* **THE DATA**

= Beginning of Section =

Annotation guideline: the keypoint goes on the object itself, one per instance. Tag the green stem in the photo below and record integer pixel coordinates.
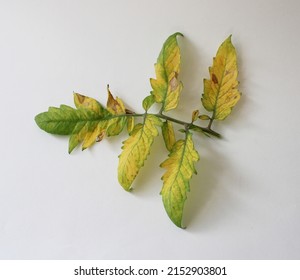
(187, 125)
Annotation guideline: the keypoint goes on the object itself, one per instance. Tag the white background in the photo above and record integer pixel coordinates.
(244, 202)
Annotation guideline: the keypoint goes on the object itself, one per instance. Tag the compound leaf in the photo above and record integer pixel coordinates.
(136, 149)
(89, 123)
(166, 87)
(180, 168)
(221, 92)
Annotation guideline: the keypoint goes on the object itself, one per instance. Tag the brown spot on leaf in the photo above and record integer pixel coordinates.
(100, 136)
(214, 78)
(80, 98)
(174, 82)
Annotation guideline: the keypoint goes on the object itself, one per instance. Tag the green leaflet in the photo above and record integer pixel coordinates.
(90, 122)
(180, 168)
(86, 124)
(221, 92)
(136, 150)
(168, 135)
(166, 87)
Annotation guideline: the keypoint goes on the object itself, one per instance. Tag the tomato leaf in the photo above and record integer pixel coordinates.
(180, 168)
(136, 150)
(166, 87)
(221, 92)
(168, 134)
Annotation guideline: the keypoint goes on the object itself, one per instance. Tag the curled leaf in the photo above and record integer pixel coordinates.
(195, 115)
(168, 134)
(148, 102)
(114, 105)
(204, 117)
(221, 92)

= End of Section =

* **WORK TASK**
Set each line of the records down again exactly as it reads. Omit the pictures.

* **SOLUTION TO THE PROBLEM**
Annotation guideline: the keypoint goes on the object itself, one per instance. Tag the green stem in the photo below and record integer pixel coordinates.
(187, 125)
Annotation guideline: the keypoint goes on the object itself, one per instance. Tag the white background in the photo above and record integer pixel coordinates.
(244, 202)
Annotation guideline: the keypoint goes on the object itself, one per instance. Tag the compound leaf in the photo above and record integer pixel coordinates.
(136, 149)
(89, 123)
(166, 87)
(180, 168)
(221, 92)
Annotation guideline: the keypoint goes on the object itself, one per instance. Tag the brown spot on leaf in the photo above and record integer pixel coordinates.
(100, 136)
(214, 78)
(80, 98)
(174, 82)
Annotation guideline: the keypoint goes on the object itself, one per instance. Tag the green leaflet in the photo above and record integer pixel coordinates.
(90, 122)
(180, 168)
(86, 124)
(221, 92)
(136, 150)
(168, 135)
(166, 87)
Annotation guideline: the keypoint goes on the object itself, one per instance. Tag the tomato leaf in the photo above and record integer pixel coordinates.
(180, 168)
(136, 150)
(166, 87)
(221, 92)
(168, 134)
Annotation guideline: the keypoint goes on the object itself, one per instance. Tag the curled leaf in the photo above and record integer pixel coordinates.
(195, 115)
(168, 134)
(148, 102)
(114, 105)
(204, 117)
(221, 92)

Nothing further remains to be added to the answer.